- [Text for analysis]
[Start of Attachment]

Inaugurating several projects including a canal bringing Narmada water to Kutch, Prime Minister Modi said last week that Medha Patkar and her “urban Naxal” friends had opposed and delayed the Narmada project that had greatly benefited Gujarat. In fact, the project was opposed by a very wide range of critics including the World Bank’s Morse Commission which was anything but “urban Naxal.”
However, Medha and her fellow critics have been proven dead wrong. In 1989 I attended a talk by Medha opposing the Sardar Sarovar Dam, the first of many planned on the Narmada. Her Narmada Bachao Andolan, ARCH Vahini and other activists had convinced a tribunal to award land as compensation to the tribal oustees, not just cash compensation that would be frittered away. The tribunal awarded five acres per adult male oustee plus additional cash compensation. Nevertheless, she said, the simple tribals had a unique way of life and would fail to cope with commercial life in resettlement villages. They would get trapped in debt, lose their land, and become paupers in urban slums, with their women becoming prostitutes. This must be stopped.
Medha also pooh-poohed the supposed project benefits claimed by all Gujarat parties. The project aimed to provide millions with irrigation and drinking water, reaching arid and desert areas in Saurashtra, Kutch, and even Rajasthan. But, she said, experience showed that rich farmers near the canal head hogged the water in such projects, so no water would reach needy farmers in distant arid areas like Kutch. The Gujarat government had given up World Bank funding because of onerous conditions, and was funding the project itself through very high-interest loans that would bankrupt the state.
I found Medha’s arguments persuasive, and wrote an article opposing the project. Today it is clear I was wrong. She made a fool of not just me but thousands of concerned humanists who should also be angry at being taken for a ride.
Narmada water reached Saurashtra, Kutch and Rajasthan over a decade ago, benefiting millions. Water sold to municipalities and industries at commercial rates has made the project financially viable despite many delays and cost escalations. With land prices going sky-high, farmers refused to give up their land for constructing distributaries. So, the water is now being distributed under pressure through underground pipes. This is costly but means the irrigation is done through sprinklers and drip irrigation, far more efficient than conventional canal irrigation.

[End of Attachment]

- [Tasks]
1. According to the article on the Narmada project, how much land did the tribunal award each adult male oustee?
2. Please reproduce the passage of the Narmada article starting at "I found Medha’s" and ending at "conventional canal irrigation.", word for word.

- [Information shown]
[Start of Attachment]

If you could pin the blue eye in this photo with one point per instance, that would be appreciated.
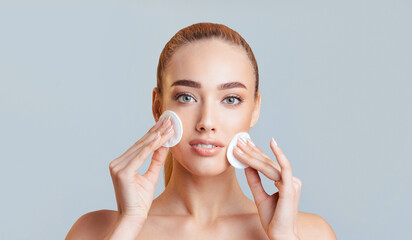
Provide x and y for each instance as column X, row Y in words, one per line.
column 185, row 97
column 234, row 98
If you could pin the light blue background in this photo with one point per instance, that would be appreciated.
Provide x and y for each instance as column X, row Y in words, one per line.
column 75, row 93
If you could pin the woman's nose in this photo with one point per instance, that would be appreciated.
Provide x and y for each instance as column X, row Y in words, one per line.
column 206, row 121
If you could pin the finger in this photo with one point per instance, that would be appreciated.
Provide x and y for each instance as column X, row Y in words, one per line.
column 158, row 160
column 257, row 161
column 255, row 184
column 134, row 164
column 298, row 187
column 145, row 140
column 255, row 151
column 286, row 169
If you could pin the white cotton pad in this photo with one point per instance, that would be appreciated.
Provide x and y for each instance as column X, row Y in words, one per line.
column 177, row 127
column 230, row 157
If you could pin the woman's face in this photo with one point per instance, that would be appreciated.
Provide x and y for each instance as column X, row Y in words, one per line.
column 208, row 110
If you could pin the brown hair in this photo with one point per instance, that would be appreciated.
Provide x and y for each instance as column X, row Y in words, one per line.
column 192, row 33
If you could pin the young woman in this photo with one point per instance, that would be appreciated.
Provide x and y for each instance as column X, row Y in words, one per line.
column 207, row 75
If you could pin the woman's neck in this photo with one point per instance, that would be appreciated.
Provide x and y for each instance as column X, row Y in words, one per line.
column 203, row 198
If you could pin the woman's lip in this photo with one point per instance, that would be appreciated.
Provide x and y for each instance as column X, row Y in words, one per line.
column 207, row 152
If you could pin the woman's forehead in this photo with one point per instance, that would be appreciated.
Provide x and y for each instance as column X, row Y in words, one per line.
column 210, row 64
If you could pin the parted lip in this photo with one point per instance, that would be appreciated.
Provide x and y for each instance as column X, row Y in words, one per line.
column 206, row 141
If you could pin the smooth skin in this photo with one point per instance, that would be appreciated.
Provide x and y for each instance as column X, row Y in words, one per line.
column 203, row 199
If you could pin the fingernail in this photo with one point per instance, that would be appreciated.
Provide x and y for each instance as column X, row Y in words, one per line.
column 170, row 129
column 242, row 141
column 165, row 120
column 273, row 140
column 250, row 141
column 239, row 151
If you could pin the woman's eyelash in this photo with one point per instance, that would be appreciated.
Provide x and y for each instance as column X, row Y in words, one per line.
column 240, row 99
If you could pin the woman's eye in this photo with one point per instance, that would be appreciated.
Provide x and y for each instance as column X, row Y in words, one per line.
column 233, row 99
column 186, row 98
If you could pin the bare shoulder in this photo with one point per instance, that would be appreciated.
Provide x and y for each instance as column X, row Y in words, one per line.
column 93, row 225
column 313, row 226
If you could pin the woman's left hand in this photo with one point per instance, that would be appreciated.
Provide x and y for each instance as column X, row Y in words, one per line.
column 278, row 212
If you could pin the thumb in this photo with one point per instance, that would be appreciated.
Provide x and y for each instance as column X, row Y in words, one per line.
column 158, row 159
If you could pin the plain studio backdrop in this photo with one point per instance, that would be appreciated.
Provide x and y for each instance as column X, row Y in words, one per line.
column 76, row 88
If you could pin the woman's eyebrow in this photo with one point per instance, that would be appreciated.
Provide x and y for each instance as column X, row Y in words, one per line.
column 194, row 84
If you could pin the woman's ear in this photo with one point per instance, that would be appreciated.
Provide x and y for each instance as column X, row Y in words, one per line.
column 156, row 106
column 256, row 110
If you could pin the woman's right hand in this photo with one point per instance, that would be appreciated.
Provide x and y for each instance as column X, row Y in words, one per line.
column 134, row 192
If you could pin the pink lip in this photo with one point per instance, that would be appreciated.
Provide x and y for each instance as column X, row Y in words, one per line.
column 206, row 152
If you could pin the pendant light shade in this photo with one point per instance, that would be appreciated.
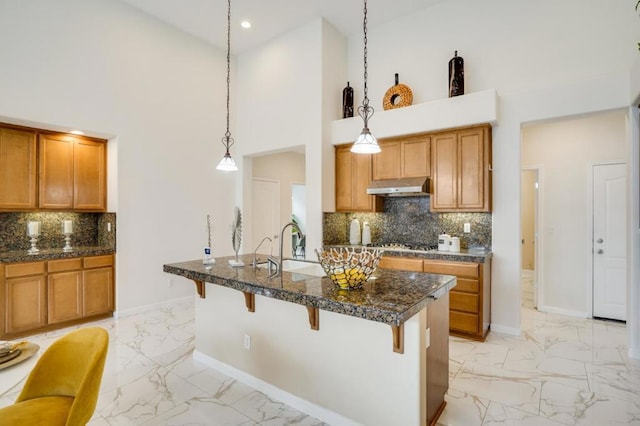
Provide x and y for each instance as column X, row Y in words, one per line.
column 366, row 142
column 227, row 164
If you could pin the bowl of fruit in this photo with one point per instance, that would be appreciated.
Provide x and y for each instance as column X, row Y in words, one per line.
column 349, row 268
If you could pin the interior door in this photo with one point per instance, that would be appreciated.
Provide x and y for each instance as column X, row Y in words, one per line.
column 610, row 241
column 265, row 214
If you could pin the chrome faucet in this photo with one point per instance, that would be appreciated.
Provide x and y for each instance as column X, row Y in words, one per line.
column 255, row 252
column 271, row 260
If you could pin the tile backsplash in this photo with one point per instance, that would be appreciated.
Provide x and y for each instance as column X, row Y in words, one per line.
column 408, row 220
column 89, row 229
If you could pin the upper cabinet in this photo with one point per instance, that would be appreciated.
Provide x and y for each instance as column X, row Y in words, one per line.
column 461, row 165
column 41, row 170
column 403, row 157
column 72, row 173
column 353, row 174
column 18, row 170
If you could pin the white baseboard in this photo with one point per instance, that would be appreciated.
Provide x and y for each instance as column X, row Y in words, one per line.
column 274, row 392
column 146, row 308
column 505, row 330
column 567, row 312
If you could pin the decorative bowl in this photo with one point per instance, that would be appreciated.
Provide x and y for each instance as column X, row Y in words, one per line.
column 347, row 268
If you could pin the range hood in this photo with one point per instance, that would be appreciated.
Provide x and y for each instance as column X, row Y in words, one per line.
column 403, row 187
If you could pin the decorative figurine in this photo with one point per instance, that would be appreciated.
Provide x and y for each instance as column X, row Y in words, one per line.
column 347, row 101
column 456, row 75
column 398, row 96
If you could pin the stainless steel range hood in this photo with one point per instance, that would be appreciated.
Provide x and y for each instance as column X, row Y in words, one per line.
column 404, row 187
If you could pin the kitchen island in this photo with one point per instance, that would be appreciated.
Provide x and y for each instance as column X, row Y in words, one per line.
column 350, row 357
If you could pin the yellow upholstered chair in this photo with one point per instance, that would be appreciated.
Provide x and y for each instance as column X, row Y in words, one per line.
column 62, row 389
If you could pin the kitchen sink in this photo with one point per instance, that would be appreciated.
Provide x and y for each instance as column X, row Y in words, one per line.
column 313, row 269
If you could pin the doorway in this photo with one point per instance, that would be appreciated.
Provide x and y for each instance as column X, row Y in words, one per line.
column 529, row 237
column 609, row 254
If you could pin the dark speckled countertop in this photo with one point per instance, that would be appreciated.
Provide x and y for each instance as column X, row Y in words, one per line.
column 390, row 296
column 461, row 256
column 50, row 254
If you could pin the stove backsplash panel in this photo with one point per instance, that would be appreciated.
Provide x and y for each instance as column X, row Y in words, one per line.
column 407, row 220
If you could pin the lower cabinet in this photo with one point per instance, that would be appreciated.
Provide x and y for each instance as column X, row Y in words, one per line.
column 470, row 299
column 39, row 296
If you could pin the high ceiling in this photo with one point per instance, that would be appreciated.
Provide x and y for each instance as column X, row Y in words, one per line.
column 207, row 19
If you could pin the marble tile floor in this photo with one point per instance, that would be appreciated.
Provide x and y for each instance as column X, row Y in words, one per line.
column 561, row 370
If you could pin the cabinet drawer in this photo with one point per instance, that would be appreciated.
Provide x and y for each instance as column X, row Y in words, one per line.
column 460, row 269
column 98, row 261
column 462, row 321
column 64, row 265
column 23, row 269
column 405, row 264
column 464, row 302
column 466, row 284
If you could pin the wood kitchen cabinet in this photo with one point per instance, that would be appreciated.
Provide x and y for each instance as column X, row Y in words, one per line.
column 353, row 174
column 72, row 173
column 408, row 156
column 40, row 296
column 461, row 170
column 470, row 299
column 18, row 170
column 23, row 297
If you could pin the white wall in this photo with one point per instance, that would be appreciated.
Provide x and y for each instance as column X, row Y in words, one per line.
column 281, row 104
column 565, row 152
column 108, row 69
column 287, row 168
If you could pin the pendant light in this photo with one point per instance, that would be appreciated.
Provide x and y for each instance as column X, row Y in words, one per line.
column 366, row 142
column 227, row 164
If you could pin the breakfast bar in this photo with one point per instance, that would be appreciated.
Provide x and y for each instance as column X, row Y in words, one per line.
column 344, row 356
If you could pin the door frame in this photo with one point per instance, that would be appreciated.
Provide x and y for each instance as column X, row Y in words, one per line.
column 590, row 197
column 538, row 220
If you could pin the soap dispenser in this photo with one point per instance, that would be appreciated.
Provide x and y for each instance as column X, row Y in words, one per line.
column 354, row 232
column 366, row 234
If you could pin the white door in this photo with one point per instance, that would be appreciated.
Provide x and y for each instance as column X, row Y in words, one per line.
column 265, row 214
column 610, row 241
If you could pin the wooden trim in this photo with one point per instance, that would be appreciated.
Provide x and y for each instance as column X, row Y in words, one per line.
column 200, row 286
column 398, row 338
column 250, row 301
column 441, row 408
column 314, row 317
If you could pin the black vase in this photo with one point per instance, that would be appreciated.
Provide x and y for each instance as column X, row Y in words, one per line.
column 456, row 76
column 347, row 101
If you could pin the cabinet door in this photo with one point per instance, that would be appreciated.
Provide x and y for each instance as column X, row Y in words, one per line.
column 416, row 157
column 471, row 167
column 65, row 296
column 445, row 172
column 17, row 169
column 25, row 304
column 344, row 170
column 98, row 291
column 56, row 172
column 361, row 179
column 386, row 164
column 90, row 177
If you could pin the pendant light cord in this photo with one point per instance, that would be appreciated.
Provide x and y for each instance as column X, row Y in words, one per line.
column 365, row 111
column 228, row 140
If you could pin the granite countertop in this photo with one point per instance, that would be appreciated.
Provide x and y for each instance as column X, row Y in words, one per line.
column 463, row 256
column 390, row 296
column 50, row 254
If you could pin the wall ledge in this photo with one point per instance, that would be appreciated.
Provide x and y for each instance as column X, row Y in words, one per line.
column 459, row 111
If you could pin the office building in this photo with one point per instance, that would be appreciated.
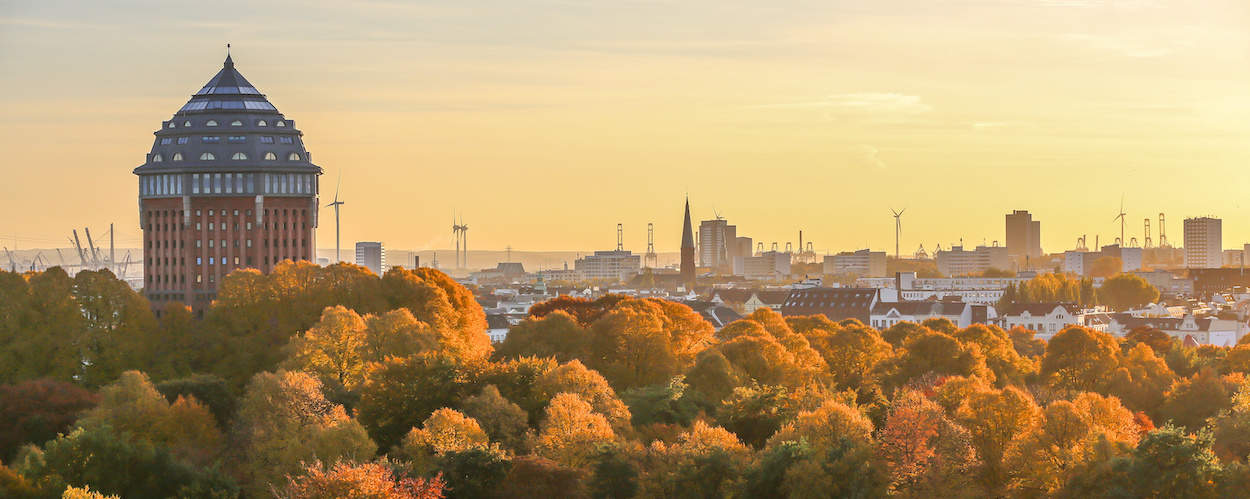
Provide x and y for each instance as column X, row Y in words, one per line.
column 615, row 265
column 371, row 255
column 226, row 185
column 958, row 262
column 1204, row 243
column 860, row 264
column 1023, row 234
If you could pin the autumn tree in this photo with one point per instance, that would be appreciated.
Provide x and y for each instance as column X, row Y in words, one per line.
column 503, row 420
column 349, row 480
column 284, row 420
column 994, row 419
column 443, row 432
column 1079, row 359
column 925, row 452
column 571, row 432
column 1193, row 400
column 839, row 459
column 401, row 393
column 1070, row 435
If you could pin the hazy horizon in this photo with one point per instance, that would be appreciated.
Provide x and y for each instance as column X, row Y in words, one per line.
column 546, row 123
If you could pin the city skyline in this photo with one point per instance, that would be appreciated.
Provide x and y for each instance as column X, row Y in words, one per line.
column 426, row 121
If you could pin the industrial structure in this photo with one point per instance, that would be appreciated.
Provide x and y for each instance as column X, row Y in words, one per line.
column 226, row 185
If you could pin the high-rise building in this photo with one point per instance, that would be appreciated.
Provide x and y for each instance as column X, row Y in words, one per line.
column 958, row 262
column 863, row 264
column 1204, row 243
column 615, row 265
column 1023, row 234
column 716, row 240
column 226, row 185
column 371, row 255
column 688, row 252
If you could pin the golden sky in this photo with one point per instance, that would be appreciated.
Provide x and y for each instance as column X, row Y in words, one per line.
column 546, row 123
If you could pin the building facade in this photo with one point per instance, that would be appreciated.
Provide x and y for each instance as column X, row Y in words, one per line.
column 959, row 262
column 861, row 264
column 371, row 255
column 615, row 265
column 1023, row 234
column 1204, row 243
column 226, row 185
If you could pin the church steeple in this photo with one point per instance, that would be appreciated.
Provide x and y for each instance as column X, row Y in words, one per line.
column 688, row 252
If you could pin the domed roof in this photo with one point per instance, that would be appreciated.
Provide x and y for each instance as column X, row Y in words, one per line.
column 228, row 125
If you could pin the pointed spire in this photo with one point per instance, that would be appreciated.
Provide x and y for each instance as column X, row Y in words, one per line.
column 688, row 236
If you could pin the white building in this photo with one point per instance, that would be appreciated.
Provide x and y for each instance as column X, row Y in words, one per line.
column 615, row 265
column 1204, row 243
column 958, row 262
column 863, row 263
column 975, row 290
column 766, row 265
column 1045, row 319
column 371, row 255
column 961, row 314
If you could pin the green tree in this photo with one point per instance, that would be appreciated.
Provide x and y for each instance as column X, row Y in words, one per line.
column 36, row 410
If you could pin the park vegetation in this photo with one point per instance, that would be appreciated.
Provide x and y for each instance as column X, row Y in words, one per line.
column 334, row 383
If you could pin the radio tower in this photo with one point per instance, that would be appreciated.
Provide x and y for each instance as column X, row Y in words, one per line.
column 651, row 259
column 1163, row 233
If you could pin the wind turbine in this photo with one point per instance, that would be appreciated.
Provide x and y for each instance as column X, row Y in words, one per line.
column 898, row 229
column 1120, row 216
column 338, row 250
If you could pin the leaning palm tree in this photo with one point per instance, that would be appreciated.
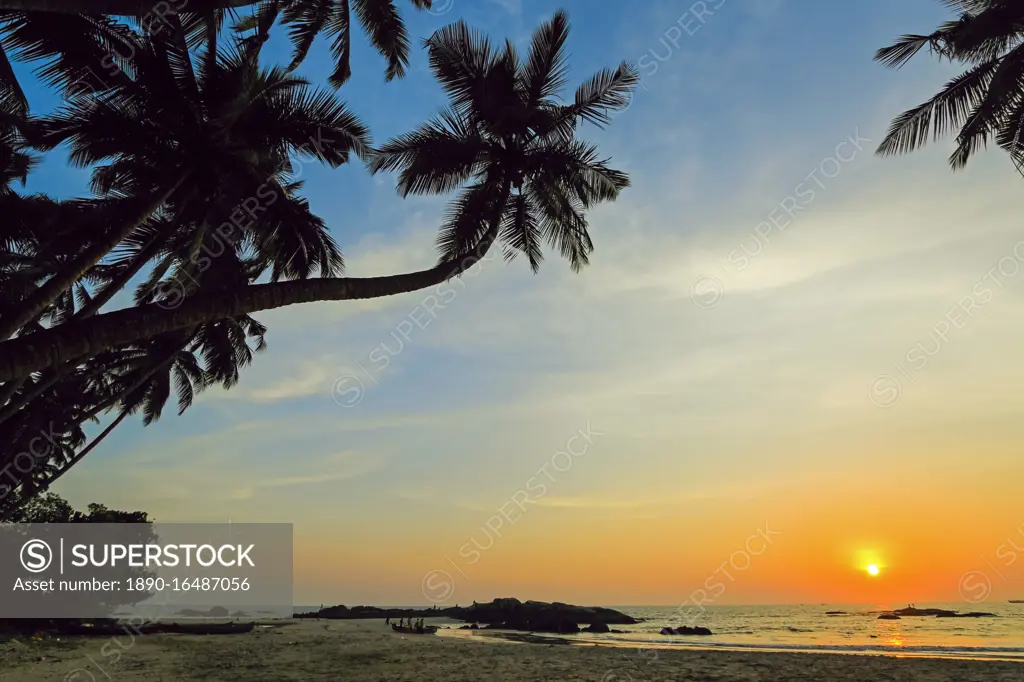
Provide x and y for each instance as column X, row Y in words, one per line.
column 984, row 102
column 529, row 179
column 177, row 138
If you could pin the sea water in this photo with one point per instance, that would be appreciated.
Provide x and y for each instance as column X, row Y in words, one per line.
column 806, row 628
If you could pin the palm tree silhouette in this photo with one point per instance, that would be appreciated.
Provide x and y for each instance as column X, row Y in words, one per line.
column 305, row 20
column 985, row 101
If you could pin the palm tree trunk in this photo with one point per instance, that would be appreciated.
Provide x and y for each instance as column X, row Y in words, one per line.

[End of Attachment]

- [Task-by-task outputs]
1. Five acres

2.
I found Medha’s arguments persuasive, and wrote an article opposing the project. Today it is clear I was wrong. She made a fool of not just me but thousands of concerned humanists who should also be angry at being taken for a ride.
Narmada water reached Saurashtra, Kutch and Rajasthan over a decade ago, benefiting millions. Water sold to municipalities and industries at commercial rates has made the project financially viable despite many delays and cost escalations. With land prices going sky-high, farmers refused to give up their land for constructing distributaries. So, the water is now being distributed under pressure through underground pipes. This is costly but means the irrigation is done through sprinklers and drip irrigation, far more efficient than conventional canal irrigation.